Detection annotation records
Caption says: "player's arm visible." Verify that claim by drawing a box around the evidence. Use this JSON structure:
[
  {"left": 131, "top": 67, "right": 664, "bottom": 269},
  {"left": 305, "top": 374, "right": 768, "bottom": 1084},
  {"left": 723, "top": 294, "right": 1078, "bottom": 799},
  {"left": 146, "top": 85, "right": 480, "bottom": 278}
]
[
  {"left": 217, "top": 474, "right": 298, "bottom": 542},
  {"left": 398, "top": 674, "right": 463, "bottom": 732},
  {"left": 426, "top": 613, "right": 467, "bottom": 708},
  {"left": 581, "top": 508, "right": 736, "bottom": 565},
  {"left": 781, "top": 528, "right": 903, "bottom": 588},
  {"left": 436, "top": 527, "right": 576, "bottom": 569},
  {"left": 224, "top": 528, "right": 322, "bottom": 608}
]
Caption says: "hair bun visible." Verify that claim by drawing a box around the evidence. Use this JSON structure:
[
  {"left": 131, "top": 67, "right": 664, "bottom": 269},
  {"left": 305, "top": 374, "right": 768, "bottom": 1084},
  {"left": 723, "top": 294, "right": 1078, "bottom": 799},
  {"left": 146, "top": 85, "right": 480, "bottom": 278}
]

__Instructions to follow__:
Rewrite all of the entries above, putting "Follow this JSON format" in place of every "Use this JSON structure" and leaving everything else unchanged.

__Expected output__:
Caption says: "player's arm visible." Verify that claim by drawing a box around the evidence. Follow this JSON format:
[
  {"left": 131, "top": 67, "right": 664, "bottom": 269},
  {"left": 305, "top": 374, "right": 768, "bottom": 1084},
  {"left": 723, "top": 294, "right": 1078, "bottom": 799},
  {"left": 146, "top": 85, "right": 480, "bottom": 278}
]
[
  {"left": 217, "top": 474, "right": 298, "bottom": 542},
  {"left": 398, "top": 674, "right": 463, "bottom": 732},
  {"left": 426, "top": 613, "right": 467, "bottom": 708},
  {"left": 581, "top": 508, "right": 736, "bottom": 565},
  {"left": 781, "top": 528, "right": 903, "bottom": 588},
  {"left": 436, "top": 527, "right": 576, "bottom": 569},
  {"left": 224, "top": 528, "right": 322, "bottom": 608}
]
Caption says: "hair bun visible." Verify that claim by drawing a box around the evidence. Follow this JSON format:
[
  {"left": 131, "top": 67, "right": 664, "bottom": 269},
  {"left": 305, "top": 374, "right": 768, "bottom": 1084},
  {"left": 723, "top": 294, "right": 1078, "bottom": 799},
  {"left": 146, "top": 85, "right": 480, "bottom": 278}
]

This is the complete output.